__Problem requirements__
Take the data below and repeat it exactly.

__Input records__
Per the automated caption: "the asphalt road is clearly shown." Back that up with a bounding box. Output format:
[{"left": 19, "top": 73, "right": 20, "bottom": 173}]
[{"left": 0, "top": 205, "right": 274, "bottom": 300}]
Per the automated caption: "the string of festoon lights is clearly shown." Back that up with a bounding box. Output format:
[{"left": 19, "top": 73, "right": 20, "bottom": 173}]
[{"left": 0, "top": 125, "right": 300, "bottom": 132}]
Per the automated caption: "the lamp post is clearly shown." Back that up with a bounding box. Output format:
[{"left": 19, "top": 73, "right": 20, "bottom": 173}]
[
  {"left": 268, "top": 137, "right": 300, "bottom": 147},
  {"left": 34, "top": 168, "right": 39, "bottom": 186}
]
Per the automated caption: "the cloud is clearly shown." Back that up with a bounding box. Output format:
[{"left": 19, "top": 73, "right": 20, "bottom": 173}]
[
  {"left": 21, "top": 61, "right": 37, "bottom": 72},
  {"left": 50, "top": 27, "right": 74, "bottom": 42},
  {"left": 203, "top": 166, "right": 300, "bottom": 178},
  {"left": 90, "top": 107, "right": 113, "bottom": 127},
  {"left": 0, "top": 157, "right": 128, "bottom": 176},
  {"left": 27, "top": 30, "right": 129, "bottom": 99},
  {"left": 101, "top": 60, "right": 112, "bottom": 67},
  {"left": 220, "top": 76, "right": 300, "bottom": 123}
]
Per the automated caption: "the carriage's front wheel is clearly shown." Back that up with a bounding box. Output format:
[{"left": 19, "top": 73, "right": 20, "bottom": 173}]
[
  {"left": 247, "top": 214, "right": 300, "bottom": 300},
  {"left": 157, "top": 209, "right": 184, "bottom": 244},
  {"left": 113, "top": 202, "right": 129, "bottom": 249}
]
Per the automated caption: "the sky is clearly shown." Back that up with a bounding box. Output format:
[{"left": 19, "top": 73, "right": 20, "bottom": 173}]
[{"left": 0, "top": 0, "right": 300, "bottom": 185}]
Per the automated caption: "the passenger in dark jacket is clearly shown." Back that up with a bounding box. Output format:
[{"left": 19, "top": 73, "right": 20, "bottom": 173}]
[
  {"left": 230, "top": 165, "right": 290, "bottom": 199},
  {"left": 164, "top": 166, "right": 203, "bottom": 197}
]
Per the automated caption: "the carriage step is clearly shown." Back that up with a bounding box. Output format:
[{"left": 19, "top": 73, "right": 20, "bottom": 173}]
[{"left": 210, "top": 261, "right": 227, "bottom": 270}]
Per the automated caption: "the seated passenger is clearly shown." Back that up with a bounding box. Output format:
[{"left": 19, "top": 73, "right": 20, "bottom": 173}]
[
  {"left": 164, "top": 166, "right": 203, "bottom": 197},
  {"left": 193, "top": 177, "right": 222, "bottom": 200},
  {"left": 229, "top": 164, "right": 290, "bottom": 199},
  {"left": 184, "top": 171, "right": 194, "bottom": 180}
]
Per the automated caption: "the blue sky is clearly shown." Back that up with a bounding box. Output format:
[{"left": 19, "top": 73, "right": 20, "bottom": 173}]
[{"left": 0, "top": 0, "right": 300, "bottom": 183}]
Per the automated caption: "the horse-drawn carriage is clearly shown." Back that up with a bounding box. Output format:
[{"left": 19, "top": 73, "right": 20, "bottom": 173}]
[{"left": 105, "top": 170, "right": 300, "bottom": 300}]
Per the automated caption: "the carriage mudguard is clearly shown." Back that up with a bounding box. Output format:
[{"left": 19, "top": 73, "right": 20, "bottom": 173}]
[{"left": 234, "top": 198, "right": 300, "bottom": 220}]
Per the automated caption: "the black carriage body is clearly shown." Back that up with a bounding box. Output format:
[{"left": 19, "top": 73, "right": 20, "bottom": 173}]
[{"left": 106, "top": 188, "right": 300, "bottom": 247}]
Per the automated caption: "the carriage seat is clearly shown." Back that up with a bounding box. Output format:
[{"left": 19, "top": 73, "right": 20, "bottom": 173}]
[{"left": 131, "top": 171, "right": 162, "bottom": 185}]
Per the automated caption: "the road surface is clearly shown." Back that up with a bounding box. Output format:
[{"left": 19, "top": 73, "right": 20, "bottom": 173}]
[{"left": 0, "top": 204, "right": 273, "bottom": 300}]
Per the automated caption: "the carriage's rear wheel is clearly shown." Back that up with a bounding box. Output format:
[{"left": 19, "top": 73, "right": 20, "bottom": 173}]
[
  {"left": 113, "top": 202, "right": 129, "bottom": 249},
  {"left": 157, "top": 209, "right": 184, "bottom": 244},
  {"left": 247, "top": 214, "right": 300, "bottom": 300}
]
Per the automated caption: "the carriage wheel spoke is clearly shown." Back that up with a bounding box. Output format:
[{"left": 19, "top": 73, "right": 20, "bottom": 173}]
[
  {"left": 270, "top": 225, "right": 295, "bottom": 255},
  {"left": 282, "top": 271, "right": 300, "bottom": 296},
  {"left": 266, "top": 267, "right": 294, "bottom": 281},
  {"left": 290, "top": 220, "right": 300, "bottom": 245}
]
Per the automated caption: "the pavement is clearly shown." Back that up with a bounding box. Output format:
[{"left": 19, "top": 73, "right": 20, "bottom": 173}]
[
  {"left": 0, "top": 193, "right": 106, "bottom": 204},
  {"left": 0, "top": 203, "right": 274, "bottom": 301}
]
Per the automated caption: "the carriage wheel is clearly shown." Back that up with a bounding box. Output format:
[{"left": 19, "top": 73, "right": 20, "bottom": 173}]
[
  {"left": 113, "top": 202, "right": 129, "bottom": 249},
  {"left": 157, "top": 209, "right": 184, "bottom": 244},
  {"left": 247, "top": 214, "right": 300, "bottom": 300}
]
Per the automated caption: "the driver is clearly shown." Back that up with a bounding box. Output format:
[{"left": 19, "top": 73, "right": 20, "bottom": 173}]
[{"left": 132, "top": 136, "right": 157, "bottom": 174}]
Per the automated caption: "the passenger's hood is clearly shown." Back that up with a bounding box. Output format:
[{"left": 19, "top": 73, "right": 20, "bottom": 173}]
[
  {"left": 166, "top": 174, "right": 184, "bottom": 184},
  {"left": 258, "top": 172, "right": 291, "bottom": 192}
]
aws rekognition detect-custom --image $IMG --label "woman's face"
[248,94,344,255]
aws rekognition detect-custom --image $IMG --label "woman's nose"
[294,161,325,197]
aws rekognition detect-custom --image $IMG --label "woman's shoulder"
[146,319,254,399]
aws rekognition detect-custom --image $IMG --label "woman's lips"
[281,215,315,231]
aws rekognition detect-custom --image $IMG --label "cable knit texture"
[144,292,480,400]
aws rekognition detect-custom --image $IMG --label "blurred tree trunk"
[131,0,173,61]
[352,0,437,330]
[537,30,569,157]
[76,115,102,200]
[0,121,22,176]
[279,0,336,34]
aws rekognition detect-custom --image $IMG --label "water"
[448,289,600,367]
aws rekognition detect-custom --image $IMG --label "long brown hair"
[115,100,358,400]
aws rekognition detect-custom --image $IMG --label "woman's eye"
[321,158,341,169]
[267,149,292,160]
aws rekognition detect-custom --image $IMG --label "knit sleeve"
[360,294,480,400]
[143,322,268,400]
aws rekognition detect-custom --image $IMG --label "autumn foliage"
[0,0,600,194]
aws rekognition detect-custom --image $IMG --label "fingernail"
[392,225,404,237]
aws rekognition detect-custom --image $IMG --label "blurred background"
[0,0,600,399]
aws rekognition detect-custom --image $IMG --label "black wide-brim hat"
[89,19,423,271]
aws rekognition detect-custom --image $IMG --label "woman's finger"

__In response__
Per the automated caption: "the asphalt road is clearly shown." Back that up with a bounding box. Output format:
[{"left": 19, "top": 73, "right": 20, "bottom": 173}]
[{"left": 0, "top": 205, "right": 274, "bottom": 300}]
Per the automated caption: "the string of festoon lights is clearly shown." Back that up with a bounding box. Output format:
[{"left": 19, "top": 73, "right": 20, "bottom": 173}]
[{"left": 0, "top": 125, "right": 300, "bottom": 132}]
Per the automated caption: "the lamp post is clearly shown." Back that up with a bounding box. Output format:
[{"left": 19, "top": 73, "right": 20, "bottom": 173}]
[
  {"left": 268, "top": 137, "right": 300, "bottom": 147},
  {"left": 34, "top": 168, "right": 39, "bottom": 186}
]
Per the automated caption: "the cloud is clearly shown." Back that up with a bounding box. Output format:
[{"left": 19, "top": 73, "right": 20, "bottom": 173}]
[
  {"left": 21, "top": 61, "right": 37, "bottom": 72},
  {"left": 50, "top": 27, "right": 74, "bottom": 42},
  {"left": 203, "top": 166, "right": 300, "bottom": 178},
  {"left": 90, "top": 107, "right": 113, "bottom": 127},
  {"left": 0, "top": 157, "right": 128, "bottom": 176},
  {"left": 27, "top": 30, "right": 129, "bottom": 99},
  {"left": 101, "top": 60, "right": 112, "bottom": 67},
  {"left": 220, "top": 76, "right": 300, "bottom": 123}
]
Per the automated caption: "the carriage's front wheel is clearly shown." Back that up with a bounding box. Output format:
[{"left": 19, "top": 73, "right": 20, "bottom": 173}]
[
  {"left": 247, "top": 214, "right": 300, "bottom": 300},
  {"left": 157, "top": 209, "right": 184, "bottom": 244},
  {"left": 113, "top": 202, "right": 129, "bottom": 249}
]
Per the automated caption: "the sky is clearly shown." Back that up with a bounding box. Output format:
[{"left": 19, "top": 73, "right": 20, "bottom": 173}]
[{"left": 0, "top": 0, "right": 300, "bottom": 185}]
Per the automated caption: "the passenger in dark jacket is clearly shown." Back that up with a bounding box. Output format:
[{"left": 19, "top": 73, "right": 20, "bottom": 173}]
[
  {"left": 230, "top": 165, "right": 290, "bottom": 199},
  {"left": 164, "top": 166, "right": 203, "bottom": 197}
]
Per the automated caption: "the carriage step is clearly shown." Back that up with a bounding box. Output format:
[{"left": 19, "top": 73, "right": 20, "bottom": 173}]
[{"left": 210, "top": 261, "right": 227, "bottom": 270}]
Per the automated caption: "the seated passenger is clearly shown." Back that up with a bounding box. Output format:
[{"left": 19, "top": 73, "right": 20, "bottom": 173}]
[
  {"left": 164, "top": 166, "right": 203, "bottom": 197},
  {"left": 193, "top": 177, "right": 222, "bottom": 200},
  {"left": 229, "top": 164, "right": 290, "bottom": 199},
  {"left": 184, "top": 171, "right": 194, "bottom": 180}
]
Per the automated caption: "the blue sky is clearly shown." Back that up with a bounding box. Output format:
[{"left": 19, "top": 73, "right": 20, "bottom": 173}]
[{"left": 0, "top": 0, "right": 300, "bottom": 183}]
Per the automated caption: "the horse-drawn carriage is clearly shown." Back that up with a bounding box. Output format:
[{"left": 19, "top": 73, "right": 20, "bottom": 173}]
[{"left": 105, "top": 170, "right": 300, "bottom": 300}]
Per the automated caption: "the carriage mudguard is clearly shown." Back that up with a bounding box. Output format:
[{"left": 19, "top": 73, "right": 20, "bottom": 173}]
[{"left": 234, "top": 198, "right": 300, "bottom": 220}]
Per the automated caption: "the black carriage body is clearly shown." Back that up with a bounding box. Output format:
[{"left": 19, "top": 73, "right": 20, "bottom": 173}]
[{"left": 106, "top": 188, "right": 300, "bottom": 247}]
Per the automated caption: "the carriage seat is clearly shown." Back that up with a bounding box. Output format:
[{"left": 19, "top": 73, "right": 20, "bottom": 173}]
[{"left": 131, "top": 171, "right": 162, "bottom": 185}]
Per the automated caption: "the road surface is clearly shown." Back that up with a bounding box. Output format:
[{"left": 19, "top": 73, "right": 20, "bottom": 173}]
[{"left": 0, "top": 204, "right": 273, "bottom": 300}]
Per the automated caption: "the carriage's rear wheel is clearly shown." Back that up with a bounding box. Output format:
[{"left": 19, "top": 73, "right": 20, "bottom": 173}]
[
  {"left": 113, "top": 202, "right": 129, "bottom": 249},
  {"left": 157, "top": 209, "right": 184, "bottom": 244},
  {"left": 247, "top": 214, "right": 300, "bottom": 300}
]
Per the automated caption: "the carriage wheel spoke is clearly shown." Back that up with a bounding box. Output format:
[{"left": 19, "top": 73, "right": 20, "bottom": 173}]
[
  {"left": 270, "top": 225, "right": 295, "bottom": 255},
  {"left": 282, "top": 271, "right": 300, "bottom": 296},
  {"left": 266, "top": 267, "right": 294, "bottom": 281},
  {"left": 290, "top": 220, "right": 300, "bottom": 245}
]
Per the automated caption: "the pavement is clearly shown." Back that up with a bounding box. Output format:
[{"left": 19, "top": 73, "right": 20, "bottom": 173}]
[
  {"left": 0, "top": 193, "right": 106, "bottom": 204},
  {"left": 0, "top": 203, "right": 274, "bottom": 301}
]
Per the automated caption: "the carriage wheel is clearly shown." Back that up with a bounding box. Output format:
[{"left": 19, "top": 73, "right": 20, "bottom": 173}]
[
  {"left": 113, "top": 202, "right": 129, "bottom": 249},
  {"left": 157, "top": 209, "right": 184, "bottom": 244},
  {"left": 247, "top": 214, "right": 300, "bottom": 300}
]
Per the automated caption: "the driver is clearly shown." Back that up with a bounding box. Output format:
[{"left": 19, "top": 73, "right": 20, "bottom": 173}]
[{"left": 132, "top": 136, "right": 157, "bottom": 174}]
Per the automated caption: "the passenger's hood is clearly shown." Back that up with a bounding box. Output format:
[{"left": 19, "top": 73, "right": 20, "bottom": 173}]
[
  {"left": 166, "top": 174, "right": 184, "bottom": 184},
  {"left": 258, "top": 172, "right": 291, "bottom": 192}
]
aws rekognition detect-custom --image $IMG --label "woman's face"
[248,94,344,255]
aws rekognition detect-custom --image $IMG --label "woman's nose"
[294,161,325,197]
aws rekognition detect-custom --image $IMG --label "woman's shoulder"
[146,319,254,399]
aws rekognition detect-custom --image $IMG --label "woman's lips"
[281,215,315,231]
aws rekognition detect-custom --image $IMG --label "cable knit texture"
[144,292,480,400]
aws rekognition detect-custom --image $IMG --label "blurred tree trunk"
[131,0,173,61]
[352,0,437,330]
[537,30,569,157]
[76,115,102,200]
[0,121,22,176]
[279,0,336,34]
aws rekognition detect-custom --image $IMG --label "water"
[448,289,600,367]
aws rekognition detect-custom --image $IMG --label "long brown hair"
[115,100,358,400]
aws rekognition detect-custom --image $IMG --label "woman's eye"
[321,158,341,169]
[267,149,292,160]
aws rekognition detect-custom --image $IMG --label "knit sleeve"
[360,294,480,400]
[143,322,268,400]
aws rekognition detect-custom --image $IMG --label "autumn foliage"
[0,0,600,194]
aws rekognition detect-custom --image $IMG --label "fingernail"
[392,225,404,237]
aws rekognition detect-custom --image $IMG --label "blurred background"
[0,0,600,399]
aws rekognition detect-custom --image $IMG --label "black wide-brim hat"
[89,19,423,271]
aws rekognition detect-custom --image $IMG --label "woman's finger"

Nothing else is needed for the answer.